Texto extraído:
□ □ □
El agradecimiento, se agradece.

¡Qué hermoso es cuando un ser humano se topa con otro que es agradecido! Ayer y ante ayer, los alumnos de Escuela Primaria Enrique C. Rébsamen de la generación de 1968-1974 organizaron una serie eventos para recordar, agradecer y rendir un cálido homenaje a sus profesores. Muchos de estos alumnos ahora son destacados profesionistas: abogados, músicos, médicos, etc; no faltó quien eligió la carrera de profesor, para seguir con el ejemplo de sus maestros. Qué bueno que todavía haya gente que recuerde y agradezca a quien le enseñó a leer y a escribir las primeras letras. A su vez, los profesores homenajeados respondieron con vibrantes y breves discursos. En uno de ellos, una profesora hizo un recuento de la historia de la esta escuela, proporcionando atractivos datos históricos: por muchos años, el corazón de Enrique C. Rébsamen, eminente pedagogo suizo y fundador de la primera escuela Normal de México,  estuvo guardado en una caja metálica y adentro de un muro. Hasta que alguien gestionó el traslado del corazón a la tumba donde está el resto del cuerpo de tan distinguido educador. Muchos años después, de esta institución egresaron (cada uno a su tiempo) tres niños que posteriormente se convertirían en buenos gobernantes de Veracruz: Marco Antonio Muñoz, Rafael Hernández Ochoa y Agustín Acosta Lagunes.
□ □ □
Datos proporcionados:
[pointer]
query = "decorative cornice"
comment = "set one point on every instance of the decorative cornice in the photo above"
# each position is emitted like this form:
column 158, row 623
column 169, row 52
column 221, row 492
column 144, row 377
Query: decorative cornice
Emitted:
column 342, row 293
□ □ □
Aplica lo leído:
**a.** Enumera a los egresados de la escuela que, según el texto del homenaje, llegaron a gobernar Veracruz.
**b.** Retoma, por favor, el texto del homenaje y continúalo a partir de su última oración.
Los datos no tienen relación con el texto del homenaje.

Respuestas por número:
**a.** Marco Antonio Muñoz, Rafael Hernández Ochoa y Agustín Acosta Lagunes.

**b.**
Mi esposa fue una de las profesoras de la Rébsamen por treinta años y fue una de las homenajeadas, razón por la cual me tocó acompañarla al festejo de ayer en la noche, en el Casino Español. Tras la proyección de un documental y unos breves discursos relativos al evento, el maestro Roberto Aguirre Guiochín nos deleitó con su hermosa guitarra pulsada por sus ágiles y emotivos dedos. Roberto fue uno de los alumnos de mi esposa. Posteriormente, cantaron tres muchachos de un grupo llamado Ópera Juvenil de Xalapa, quienes cantaron arias de óperas famosas y canciones mexicanas e italianas, para mayor deleite de los ahí presentes. Una de las canciones fue Veracruz, de Agustín Lara, la cual empecé a cantar. Para fortuna mía y de los presentes, el tequila y los mariachis me afinaron, pues la chica que la estaba cantando me puso el micrófono cerca de la boca. Después, el orador anunció uno de los eventos más ansiados: la cena, la cual, tras un brindis con champaña, aplicó a todos los presentes en una especie de trance colectivo: unos comimos y bebimos más rápido que otros, pero todos lo hicimos. Tras un intercambio de diplomas y agradecimientos mutuos, intercalados con unas cuantas bromas de buen gusto, inició el baile, al son de las vibrantes notas de Fiebre de sábado en la noche, para evocar la atmósfera setentera de los alumnos, quienes egresaron de la primaria en 1974. Nosotros nos retiramos, pasando la media noche, pero la fiesta prosiguió no sé hasta que horas.